## Task goal
Repeat precisely, and only, the lines between the line containing "Task: place one pin on each instance of the dry" and the end of the listing below, both ends included.

====

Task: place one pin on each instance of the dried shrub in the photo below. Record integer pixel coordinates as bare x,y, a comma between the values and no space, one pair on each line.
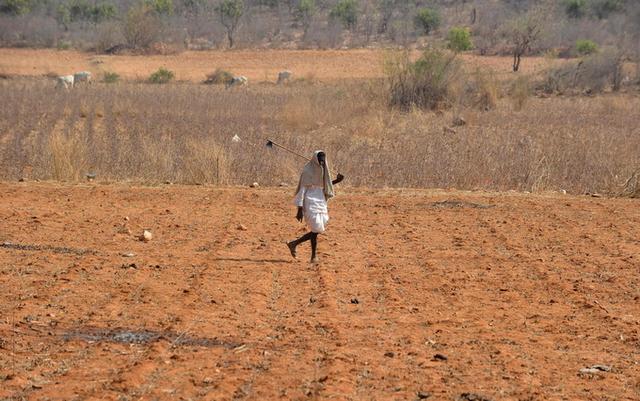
110,77
205,162
67,153
584,47
595,73
485,90
520,92
141,27
162,76
631,187
219,77
425,84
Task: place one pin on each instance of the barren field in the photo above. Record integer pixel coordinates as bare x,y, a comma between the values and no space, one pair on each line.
257,65
419,294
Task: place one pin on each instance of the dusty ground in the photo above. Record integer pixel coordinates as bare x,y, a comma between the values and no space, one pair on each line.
518,292
257,65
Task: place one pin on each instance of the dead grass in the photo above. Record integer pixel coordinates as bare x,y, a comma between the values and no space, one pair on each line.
182,133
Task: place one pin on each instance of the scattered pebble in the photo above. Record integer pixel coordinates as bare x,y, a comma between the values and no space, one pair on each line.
146,236
459,122
472,397
596,369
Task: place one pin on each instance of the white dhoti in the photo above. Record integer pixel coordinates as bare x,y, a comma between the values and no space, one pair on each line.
312,200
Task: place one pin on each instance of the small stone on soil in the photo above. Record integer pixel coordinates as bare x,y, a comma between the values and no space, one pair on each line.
472,397
146,236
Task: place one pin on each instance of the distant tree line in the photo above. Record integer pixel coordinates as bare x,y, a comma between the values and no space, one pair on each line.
514,27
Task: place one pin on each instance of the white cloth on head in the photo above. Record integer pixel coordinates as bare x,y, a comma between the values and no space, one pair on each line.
314,174
316,214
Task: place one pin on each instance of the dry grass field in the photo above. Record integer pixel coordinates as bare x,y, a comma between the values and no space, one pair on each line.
182,133
418,294
257,65
478,290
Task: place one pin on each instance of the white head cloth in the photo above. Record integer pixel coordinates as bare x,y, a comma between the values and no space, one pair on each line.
314,174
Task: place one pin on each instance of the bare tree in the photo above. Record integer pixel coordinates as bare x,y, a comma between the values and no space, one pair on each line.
522,32
230,12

====

## Completed exercise
Task: place one pin on each instance of the dry grass field in the photo above. Record integer pixel coordinates as bare x,y, a comma between the values and no space, one pair on each line.
182,133
418,294
257,65
478,290
Task: place one pin on each instance of the white head cloth in the photo above. Record integer pixel coordinates as bare x,y, a comma between the values and no space, one pair on each line.
314,174
Task: place one pin on each instance of the bare tree in the photo above. Record integer pixel coordinates as bare x,y, a comma between the values and no space, one pair on each line.
522,32
230,12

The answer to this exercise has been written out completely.